## Required action 1
How would you put this sentence from the hospital rankings text into Spanish: "Teaching and educating patients by providing quality services is one of the most important aspects in medicine."?
## Required action 2
Could you resume the hospital rankings text right after its final sentence?

## Document segment
Here are four ways in which hospitals can increase their rankings and grow their reputation in a positive way to boost patient loyalty:

  • Communicate clearly and concisely – Communication among both healthcare professionals and patients is vital for solidifying relationships and building credibility. There are several tools and strategies that can be used to improve communication with patients – follow up calls, interpretation services, and more. “To reinforce important information to patients, staff should both write instructions and repeat them verbally, giving patients time to respond with questions” says Elizabeth Chabner Thompson, a patient advocate and founder and CEO of Best Friends for Life Co.
  • Provide effective patient education – Teaching and educating patients by providing quality services is one of the most important aspects in medicine. Hospitals often use educational videos and written instructions to highlight the importance of certain conditions, medications, treatment plans, and follow-up plans. The more involved that patients are in their hospital care, the better they will be able to care for themselves once they return home – putting them at ease during discharge.

## Given records
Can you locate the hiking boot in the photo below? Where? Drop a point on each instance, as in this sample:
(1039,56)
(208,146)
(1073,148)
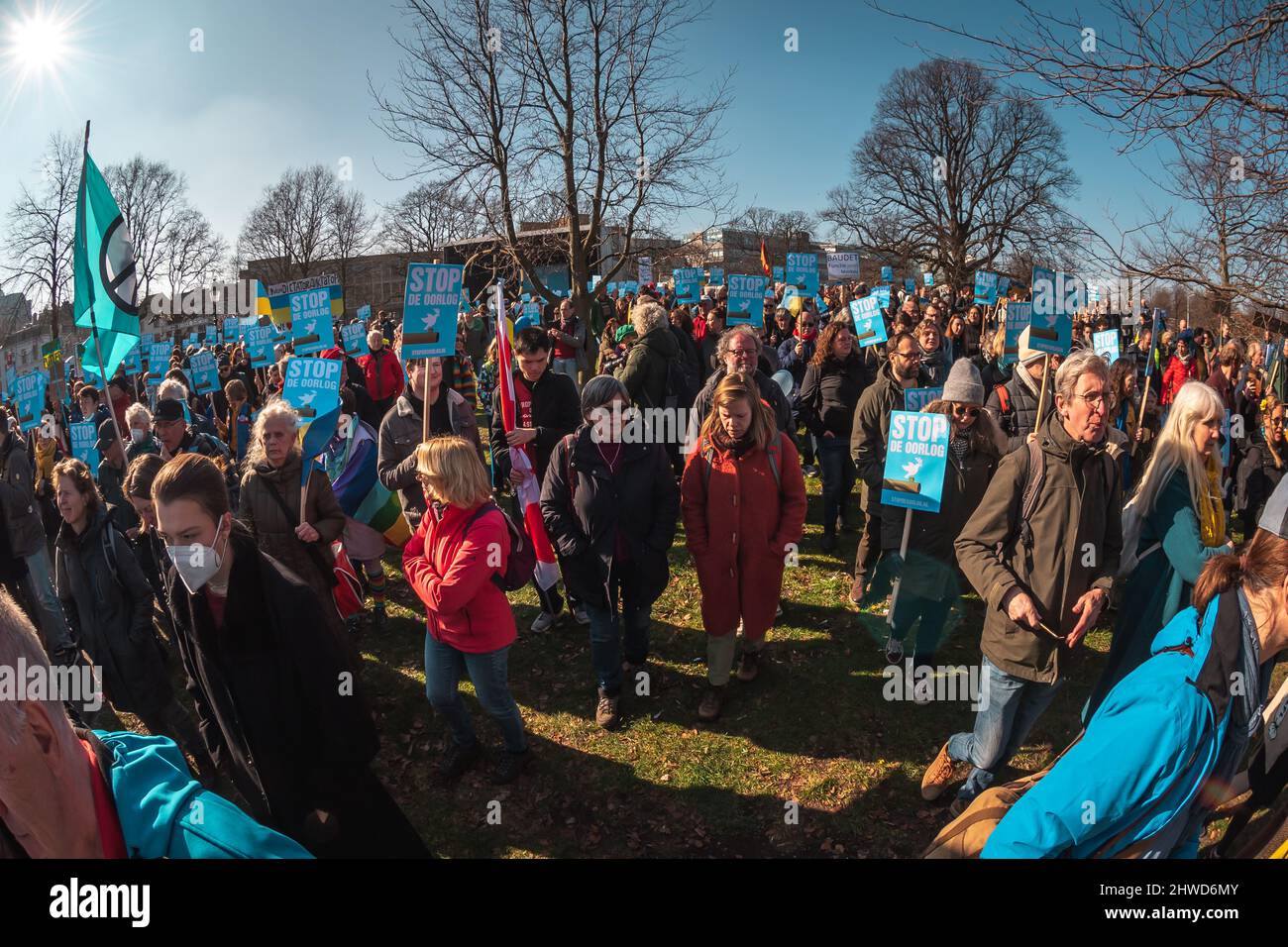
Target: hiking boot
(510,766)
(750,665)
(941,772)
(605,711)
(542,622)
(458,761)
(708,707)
--
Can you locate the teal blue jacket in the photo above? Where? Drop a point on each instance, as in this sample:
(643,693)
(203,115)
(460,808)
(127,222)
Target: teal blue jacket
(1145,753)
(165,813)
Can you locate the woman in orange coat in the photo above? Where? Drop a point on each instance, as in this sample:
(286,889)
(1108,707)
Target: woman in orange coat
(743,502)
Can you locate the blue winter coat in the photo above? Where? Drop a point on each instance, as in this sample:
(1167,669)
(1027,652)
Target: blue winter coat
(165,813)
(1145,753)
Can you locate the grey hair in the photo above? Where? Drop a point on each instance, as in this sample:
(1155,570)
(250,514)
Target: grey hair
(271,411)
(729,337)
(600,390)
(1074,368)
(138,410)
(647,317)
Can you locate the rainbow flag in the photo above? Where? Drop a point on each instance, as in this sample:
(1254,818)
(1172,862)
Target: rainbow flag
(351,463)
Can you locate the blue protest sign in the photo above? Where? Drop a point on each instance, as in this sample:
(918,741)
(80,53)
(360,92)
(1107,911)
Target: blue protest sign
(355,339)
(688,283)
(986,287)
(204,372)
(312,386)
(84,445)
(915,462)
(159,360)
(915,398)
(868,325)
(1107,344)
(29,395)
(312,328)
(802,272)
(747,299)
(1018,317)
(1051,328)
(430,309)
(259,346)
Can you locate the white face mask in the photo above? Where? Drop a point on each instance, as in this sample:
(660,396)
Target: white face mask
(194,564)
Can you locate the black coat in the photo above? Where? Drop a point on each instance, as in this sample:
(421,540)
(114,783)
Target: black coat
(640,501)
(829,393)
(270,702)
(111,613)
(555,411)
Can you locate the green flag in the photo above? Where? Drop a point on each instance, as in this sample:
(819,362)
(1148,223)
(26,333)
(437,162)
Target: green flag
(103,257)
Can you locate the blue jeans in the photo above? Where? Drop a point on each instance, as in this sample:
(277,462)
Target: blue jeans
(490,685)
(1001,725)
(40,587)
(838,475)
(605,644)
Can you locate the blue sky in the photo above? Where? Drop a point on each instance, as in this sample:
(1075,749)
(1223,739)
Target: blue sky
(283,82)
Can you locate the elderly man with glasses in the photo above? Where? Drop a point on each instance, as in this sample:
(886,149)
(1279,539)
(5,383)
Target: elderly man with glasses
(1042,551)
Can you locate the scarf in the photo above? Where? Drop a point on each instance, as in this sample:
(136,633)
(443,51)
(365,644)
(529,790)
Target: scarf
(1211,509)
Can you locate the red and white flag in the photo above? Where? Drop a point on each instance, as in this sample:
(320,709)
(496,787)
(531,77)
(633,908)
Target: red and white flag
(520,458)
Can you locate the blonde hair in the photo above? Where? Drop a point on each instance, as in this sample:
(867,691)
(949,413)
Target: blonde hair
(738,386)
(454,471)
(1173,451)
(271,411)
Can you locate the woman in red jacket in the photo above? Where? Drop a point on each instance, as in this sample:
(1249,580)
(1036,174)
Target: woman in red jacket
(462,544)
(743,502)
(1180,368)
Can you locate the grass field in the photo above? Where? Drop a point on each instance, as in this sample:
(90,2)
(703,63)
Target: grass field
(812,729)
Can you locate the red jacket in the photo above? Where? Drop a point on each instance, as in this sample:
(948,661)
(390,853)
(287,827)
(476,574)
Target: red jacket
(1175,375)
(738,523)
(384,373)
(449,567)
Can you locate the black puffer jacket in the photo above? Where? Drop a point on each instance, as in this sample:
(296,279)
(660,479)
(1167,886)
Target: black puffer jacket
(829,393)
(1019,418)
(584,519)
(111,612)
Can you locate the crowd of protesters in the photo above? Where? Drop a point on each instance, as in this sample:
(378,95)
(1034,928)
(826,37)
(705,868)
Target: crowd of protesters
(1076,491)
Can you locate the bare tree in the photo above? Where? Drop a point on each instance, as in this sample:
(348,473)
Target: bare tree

## Exercise result 1
Enseñar y educar a los pacientes mediante la prestación de servicios de calidad es uno de los aspectos más importantes de la medicina.

## Exercise result 2
  • Collect information on patient experiences and act in accordance with the findings – Patient experiences say a lot about the positive and negative aspects of a hospital. They target the precise drivers of patient satisfaction. Not only do they stress how the patients feel but they also stress the changes that are necessary for improvement.
  • Ensure positive patient experiences – Small gestures can make a great difference. For instance, the behavior of healthcare professionals can greatly impact patient experiences. A positive patient experience increases patient satisfaction, thereby increasing hospital ranking. “Everyone [in the hospital] has so many things to accomplish, and it's easy for patients to feel that they're rushed. Even something simple like when you go in to speak to a patient, sit down as opposed to standing. It might take the same amount of time, but the impression is not rushed. The impression is that you might have spent more time when really you haven't” says Ruth Ragusa, vice president of organizational effectiveness and performance improvement at the hospital.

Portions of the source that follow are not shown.